## RECORDS FOR THE EXERCISE
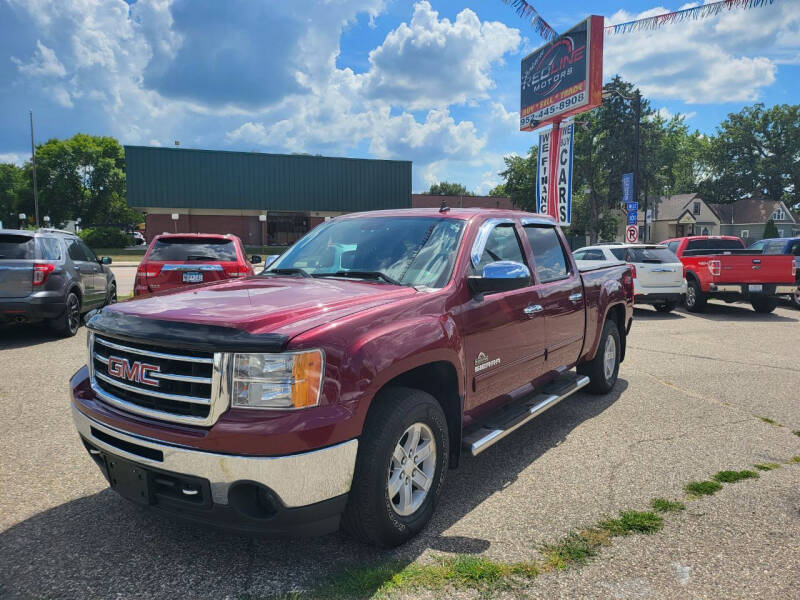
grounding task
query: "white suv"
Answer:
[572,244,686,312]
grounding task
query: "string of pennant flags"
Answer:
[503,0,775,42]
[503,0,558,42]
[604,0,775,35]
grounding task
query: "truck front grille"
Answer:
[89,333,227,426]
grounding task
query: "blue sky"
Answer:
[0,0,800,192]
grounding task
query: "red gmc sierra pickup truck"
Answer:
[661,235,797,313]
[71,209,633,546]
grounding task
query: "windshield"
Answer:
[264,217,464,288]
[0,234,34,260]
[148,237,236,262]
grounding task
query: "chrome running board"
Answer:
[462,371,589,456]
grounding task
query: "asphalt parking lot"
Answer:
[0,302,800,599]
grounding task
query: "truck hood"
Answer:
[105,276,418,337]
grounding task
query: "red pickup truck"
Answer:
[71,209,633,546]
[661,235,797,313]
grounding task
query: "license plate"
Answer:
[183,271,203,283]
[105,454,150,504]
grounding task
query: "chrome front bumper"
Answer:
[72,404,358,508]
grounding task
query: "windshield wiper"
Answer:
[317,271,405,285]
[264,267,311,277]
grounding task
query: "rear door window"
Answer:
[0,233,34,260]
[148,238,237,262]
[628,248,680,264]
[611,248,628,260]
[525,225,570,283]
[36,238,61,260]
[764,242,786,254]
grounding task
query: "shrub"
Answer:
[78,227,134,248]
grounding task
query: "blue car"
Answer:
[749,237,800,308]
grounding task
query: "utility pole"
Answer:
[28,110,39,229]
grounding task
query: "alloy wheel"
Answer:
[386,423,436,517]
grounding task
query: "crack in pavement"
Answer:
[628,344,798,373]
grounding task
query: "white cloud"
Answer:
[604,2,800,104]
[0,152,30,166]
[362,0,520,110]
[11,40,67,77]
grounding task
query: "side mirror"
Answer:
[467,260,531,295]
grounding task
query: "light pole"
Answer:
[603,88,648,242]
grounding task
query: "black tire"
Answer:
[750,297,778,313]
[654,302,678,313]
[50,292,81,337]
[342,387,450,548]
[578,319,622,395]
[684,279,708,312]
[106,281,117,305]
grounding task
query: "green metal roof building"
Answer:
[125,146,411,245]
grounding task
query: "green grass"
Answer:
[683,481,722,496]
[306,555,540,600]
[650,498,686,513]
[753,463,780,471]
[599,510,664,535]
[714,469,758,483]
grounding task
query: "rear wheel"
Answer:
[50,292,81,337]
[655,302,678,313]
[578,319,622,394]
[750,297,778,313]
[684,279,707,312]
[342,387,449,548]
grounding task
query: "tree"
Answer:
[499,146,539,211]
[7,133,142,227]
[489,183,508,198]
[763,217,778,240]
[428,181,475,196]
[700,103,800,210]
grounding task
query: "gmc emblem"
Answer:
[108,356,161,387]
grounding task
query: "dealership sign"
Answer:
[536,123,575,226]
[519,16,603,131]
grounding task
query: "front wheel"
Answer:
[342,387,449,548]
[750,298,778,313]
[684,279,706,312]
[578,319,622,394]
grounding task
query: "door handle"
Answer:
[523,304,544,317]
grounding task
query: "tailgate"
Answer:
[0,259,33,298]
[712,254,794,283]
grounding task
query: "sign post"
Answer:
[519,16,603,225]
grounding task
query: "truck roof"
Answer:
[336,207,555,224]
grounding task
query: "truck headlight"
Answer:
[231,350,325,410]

--

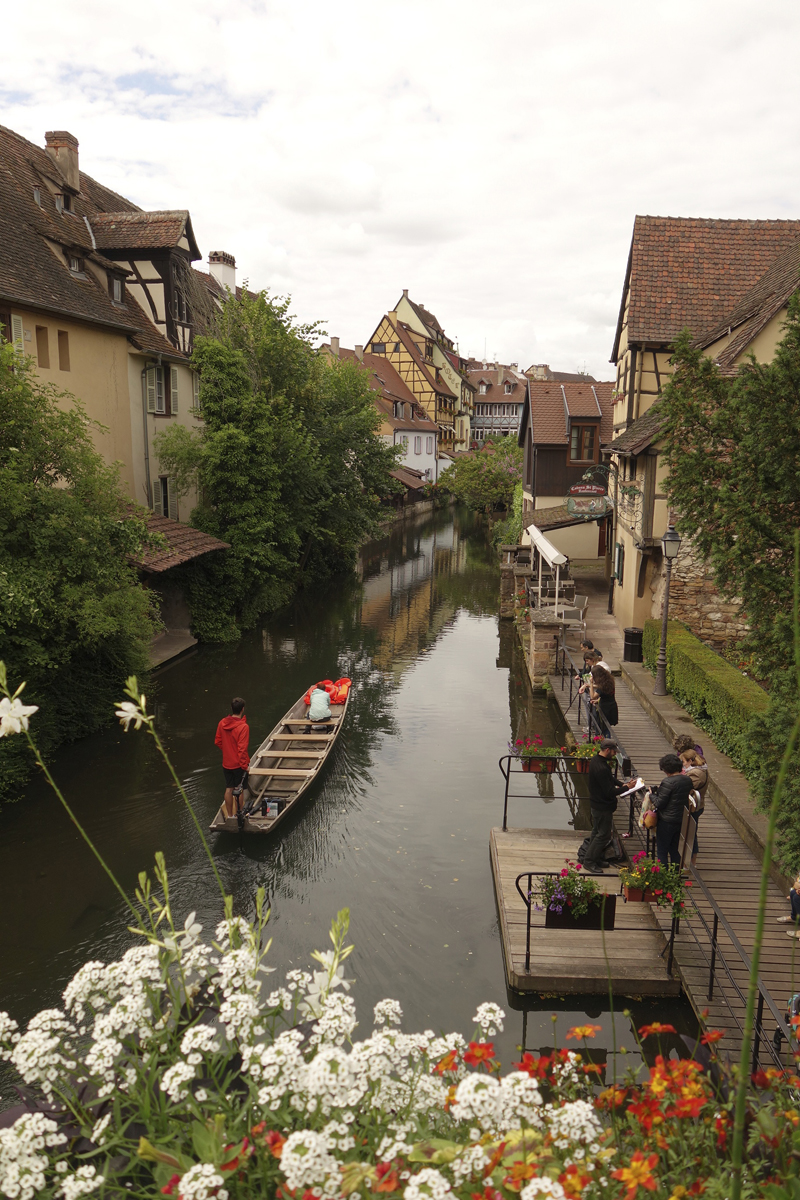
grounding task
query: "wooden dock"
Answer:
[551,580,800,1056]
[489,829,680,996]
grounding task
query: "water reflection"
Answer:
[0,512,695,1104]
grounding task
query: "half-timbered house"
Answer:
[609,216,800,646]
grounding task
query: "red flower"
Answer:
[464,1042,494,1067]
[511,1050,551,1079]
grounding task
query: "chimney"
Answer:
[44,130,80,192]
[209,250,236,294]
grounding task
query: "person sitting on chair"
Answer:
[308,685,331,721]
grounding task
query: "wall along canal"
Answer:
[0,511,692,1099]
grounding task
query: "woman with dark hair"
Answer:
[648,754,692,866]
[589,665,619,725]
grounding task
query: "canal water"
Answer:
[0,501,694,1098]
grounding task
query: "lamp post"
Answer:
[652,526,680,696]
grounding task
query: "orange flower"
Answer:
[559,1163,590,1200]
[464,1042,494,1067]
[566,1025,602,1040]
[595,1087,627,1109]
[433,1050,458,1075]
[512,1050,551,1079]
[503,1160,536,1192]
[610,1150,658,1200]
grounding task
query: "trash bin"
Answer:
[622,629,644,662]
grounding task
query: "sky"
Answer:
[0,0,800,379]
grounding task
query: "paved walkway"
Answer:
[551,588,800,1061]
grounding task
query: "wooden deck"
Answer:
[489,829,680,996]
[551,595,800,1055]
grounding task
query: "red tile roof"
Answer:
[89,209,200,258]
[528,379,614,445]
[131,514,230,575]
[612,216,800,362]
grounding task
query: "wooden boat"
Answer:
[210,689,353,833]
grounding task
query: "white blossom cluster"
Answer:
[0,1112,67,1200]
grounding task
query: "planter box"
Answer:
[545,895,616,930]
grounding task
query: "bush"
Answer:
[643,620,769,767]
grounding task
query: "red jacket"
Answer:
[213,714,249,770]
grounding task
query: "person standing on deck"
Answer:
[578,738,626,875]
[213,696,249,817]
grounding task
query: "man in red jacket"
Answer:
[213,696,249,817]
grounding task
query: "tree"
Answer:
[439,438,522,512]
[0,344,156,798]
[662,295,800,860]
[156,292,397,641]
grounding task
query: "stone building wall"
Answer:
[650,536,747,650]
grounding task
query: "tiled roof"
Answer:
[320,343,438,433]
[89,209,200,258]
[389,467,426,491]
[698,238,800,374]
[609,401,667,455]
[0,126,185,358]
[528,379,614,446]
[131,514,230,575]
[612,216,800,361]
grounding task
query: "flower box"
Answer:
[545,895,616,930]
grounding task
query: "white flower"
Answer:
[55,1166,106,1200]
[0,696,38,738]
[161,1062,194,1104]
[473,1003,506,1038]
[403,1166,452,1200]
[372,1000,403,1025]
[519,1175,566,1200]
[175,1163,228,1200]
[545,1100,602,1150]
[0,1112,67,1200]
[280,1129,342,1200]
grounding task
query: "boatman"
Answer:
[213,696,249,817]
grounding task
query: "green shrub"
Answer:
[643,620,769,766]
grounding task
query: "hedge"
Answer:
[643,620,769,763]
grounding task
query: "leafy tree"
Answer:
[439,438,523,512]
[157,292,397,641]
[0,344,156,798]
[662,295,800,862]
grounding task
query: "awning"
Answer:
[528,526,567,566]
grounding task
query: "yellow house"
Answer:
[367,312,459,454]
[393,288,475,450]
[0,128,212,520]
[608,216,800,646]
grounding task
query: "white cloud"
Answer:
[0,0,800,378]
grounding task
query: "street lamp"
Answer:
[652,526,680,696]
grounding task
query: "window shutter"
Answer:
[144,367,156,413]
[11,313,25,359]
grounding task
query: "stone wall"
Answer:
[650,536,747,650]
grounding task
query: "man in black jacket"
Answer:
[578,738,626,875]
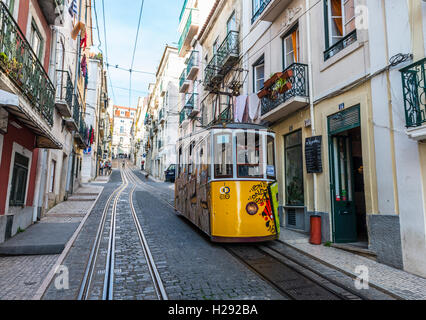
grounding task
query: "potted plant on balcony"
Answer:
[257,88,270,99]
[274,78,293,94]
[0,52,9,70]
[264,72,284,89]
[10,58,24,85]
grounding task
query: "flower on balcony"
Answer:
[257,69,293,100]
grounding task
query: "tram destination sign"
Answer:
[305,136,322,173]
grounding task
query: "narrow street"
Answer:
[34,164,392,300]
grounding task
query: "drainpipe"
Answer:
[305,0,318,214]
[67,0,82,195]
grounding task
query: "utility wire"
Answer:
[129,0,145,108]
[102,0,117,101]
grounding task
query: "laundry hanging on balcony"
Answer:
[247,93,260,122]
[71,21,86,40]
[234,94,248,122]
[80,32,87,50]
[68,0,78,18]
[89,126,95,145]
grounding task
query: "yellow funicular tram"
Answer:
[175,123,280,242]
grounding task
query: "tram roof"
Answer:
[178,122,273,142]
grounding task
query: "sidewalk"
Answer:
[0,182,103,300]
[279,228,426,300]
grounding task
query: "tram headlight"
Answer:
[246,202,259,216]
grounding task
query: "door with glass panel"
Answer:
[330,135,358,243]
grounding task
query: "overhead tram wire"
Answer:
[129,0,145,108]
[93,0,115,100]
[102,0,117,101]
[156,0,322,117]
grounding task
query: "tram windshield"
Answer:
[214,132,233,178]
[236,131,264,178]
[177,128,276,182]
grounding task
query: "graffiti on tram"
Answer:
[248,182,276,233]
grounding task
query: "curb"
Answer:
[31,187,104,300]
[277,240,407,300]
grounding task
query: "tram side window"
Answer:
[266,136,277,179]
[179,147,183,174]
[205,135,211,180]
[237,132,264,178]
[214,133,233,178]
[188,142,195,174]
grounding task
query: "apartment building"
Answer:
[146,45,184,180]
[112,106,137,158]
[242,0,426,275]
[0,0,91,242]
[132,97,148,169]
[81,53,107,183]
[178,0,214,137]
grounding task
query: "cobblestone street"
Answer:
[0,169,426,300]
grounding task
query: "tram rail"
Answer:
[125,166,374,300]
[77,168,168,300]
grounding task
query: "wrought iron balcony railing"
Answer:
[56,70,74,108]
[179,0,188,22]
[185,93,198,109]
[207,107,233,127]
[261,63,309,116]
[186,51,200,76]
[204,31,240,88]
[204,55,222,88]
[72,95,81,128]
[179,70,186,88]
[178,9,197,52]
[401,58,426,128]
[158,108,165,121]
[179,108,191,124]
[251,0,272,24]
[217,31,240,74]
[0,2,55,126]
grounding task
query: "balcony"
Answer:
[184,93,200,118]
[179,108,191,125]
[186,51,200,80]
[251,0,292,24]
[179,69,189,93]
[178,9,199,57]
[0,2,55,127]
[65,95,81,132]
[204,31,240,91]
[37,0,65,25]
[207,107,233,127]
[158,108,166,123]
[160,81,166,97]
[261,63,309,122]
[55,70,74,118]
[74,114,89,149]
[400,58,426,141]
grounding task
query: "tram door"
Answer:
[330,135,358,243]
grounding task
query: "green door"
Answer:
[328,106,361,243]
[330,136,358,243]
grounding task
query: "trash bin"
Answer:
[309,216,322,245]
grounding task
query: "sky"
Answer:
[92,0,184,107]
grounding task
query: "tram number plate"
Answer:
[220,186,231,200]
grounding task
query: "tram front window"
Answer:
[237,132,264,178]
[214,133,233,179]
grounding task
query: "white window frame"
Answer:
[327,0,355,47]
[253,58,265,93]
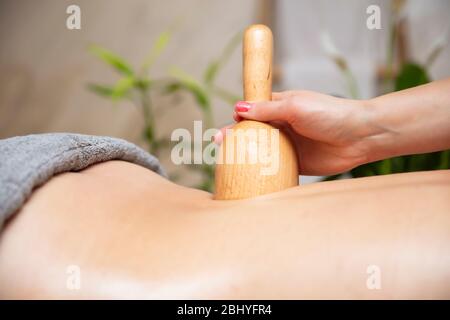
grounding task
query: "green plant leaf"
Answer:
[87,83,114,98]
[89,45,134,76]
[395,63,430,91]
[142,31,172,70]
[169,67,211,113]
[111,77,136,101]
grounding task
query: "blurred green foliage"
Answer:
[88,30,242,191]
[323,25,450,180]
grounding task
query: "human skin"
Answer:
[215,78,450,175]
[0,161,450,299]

---

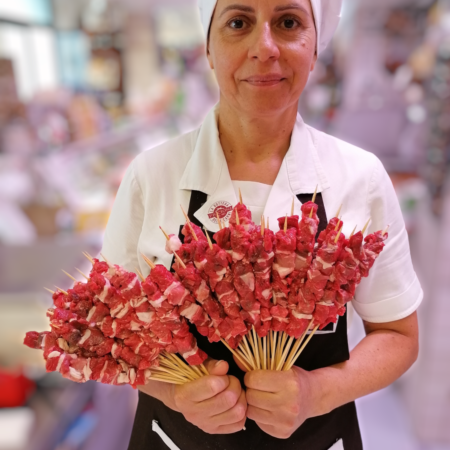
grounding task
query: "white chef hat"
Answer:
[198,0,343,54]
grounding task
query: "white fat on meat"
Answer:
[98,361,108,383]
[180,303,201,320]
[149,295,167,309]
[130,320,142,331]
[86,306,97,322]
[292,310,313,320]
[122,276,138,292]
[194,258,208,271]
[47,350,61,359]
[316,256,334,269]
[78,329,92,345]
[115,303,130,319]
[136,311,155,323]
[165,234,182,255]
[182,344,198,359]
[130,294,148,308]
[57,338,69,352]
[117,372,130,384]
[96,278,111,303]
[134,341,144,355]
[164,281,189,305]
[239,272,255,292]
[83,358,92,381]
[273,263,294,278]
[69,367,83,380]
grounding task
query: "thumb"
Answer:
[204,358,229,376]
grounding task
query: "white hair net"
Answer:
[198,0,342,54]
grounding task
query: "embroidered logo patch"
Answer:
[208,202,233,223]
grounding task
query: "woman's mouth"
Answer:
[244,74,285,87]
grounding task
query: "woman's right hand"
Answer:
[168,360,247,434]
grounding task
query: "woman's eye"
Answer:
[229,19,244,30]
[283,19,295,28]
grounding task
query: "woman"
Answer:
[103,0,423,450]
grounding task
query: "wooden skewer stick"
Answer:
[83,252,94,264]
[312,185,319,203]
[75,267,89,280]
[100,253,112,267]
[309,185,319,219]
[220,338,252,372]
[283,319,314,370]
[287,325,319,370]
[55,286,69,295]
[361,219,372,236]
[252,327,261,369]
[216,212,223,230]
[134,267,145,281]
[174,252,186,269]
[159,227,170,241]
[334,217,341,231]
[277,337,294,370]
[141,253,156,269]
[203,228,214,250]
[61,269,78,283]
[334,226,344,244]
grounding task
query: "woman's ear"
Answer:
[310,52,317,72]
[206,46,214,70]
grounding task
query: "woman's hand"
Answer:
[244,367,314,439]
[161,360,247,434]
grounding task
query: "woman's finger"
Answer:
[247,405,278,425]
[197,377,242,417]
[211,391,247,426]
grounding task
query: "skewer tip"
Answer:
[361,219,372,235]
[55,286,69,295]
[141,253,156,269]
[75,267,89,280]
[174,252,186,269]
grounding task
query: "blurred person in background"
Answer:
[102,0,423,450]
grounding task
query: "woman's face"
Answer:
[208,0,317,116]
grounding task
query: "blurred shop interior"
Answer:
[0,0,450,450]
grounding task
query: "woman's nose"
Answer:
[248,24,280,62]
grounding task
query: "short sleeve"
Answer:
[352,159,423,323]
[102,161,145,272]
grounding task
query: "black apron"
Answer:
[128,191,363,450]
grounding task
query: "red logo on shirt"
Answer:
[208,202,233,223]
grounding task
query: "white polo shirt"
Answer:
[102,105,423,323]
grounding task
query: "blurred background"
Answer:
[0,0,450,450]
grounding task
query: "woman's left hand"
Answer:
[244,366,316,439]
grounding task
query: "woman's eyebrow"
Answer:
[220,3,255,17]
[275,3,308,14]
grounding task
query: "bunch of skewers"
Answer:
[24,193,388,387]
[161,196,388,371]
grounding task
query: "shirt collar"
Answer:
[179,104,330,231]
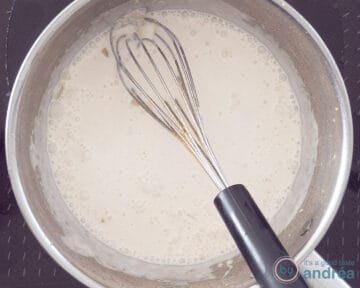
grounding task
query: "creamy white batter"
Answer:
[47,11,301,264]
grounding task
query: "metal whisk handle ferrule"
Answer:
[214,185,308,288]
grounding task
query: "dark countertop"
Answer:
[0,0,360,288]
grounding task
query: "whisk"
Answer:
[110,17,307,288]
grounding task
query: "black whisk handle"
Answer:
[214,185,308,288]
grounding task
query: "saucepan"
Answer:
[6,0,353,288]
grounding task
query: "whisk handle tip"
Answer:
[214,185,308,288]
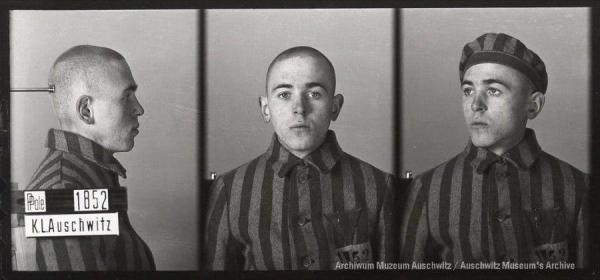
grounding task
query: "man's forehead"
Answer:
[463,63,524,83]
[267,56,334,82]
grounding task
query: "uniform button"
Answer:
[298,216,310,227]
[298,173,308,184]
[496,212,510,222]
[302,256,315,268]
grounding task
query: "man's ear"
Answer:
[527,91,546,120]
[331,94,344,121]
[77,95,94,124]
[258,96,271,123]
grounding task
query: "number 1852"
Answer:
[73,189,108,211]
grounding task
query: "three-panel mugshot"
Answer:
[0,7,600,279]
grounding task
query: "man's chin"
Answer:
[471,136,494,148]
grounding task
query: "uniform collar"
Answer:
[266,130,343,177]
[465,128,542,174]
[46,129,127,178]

## THE PROBLEM
How many lines of the entries above contain the word "green"? Reply with the number only.

## SOLUTION TO THIS PROBLEM
6